§ **DATA RECORDS**
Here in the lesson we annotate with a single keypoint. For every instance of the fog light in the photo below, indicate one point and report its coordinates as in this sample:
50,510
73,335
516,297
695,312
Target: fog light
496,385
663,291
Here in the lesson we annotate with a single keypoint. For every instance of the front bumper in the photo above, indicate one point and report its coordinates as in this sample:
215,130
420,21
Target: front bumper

§ **TASK**
Convert the material above into a Markdown table with the columns No. and Text, numbering each row and leaving out any blank lines.

§ **FINAL RESULT**
| No. | Text |
|---|---|
| 1 | Here in the lesson we annotate with a single keypoint. For every instance of the fog light in the photo below, indicate one point and report its coordinates as in this sample: |
| 2 | 50,510 |
| 3 | 73,335 |
| 4 | 516,297 |
| 5 | 695,312 |
| 6 | Target: fog light |
| 7 | 496,385 |
| 8 | 663,291 |
| 9 | Here in the lesson we annotate with a single keypoint. For every instance of the front bumper in the photo above, indicate one point and report its coordinates as in this sample: |
| 10 | 215,130 |
| 11 | 420,21 |
| 12 | Target: front bumper |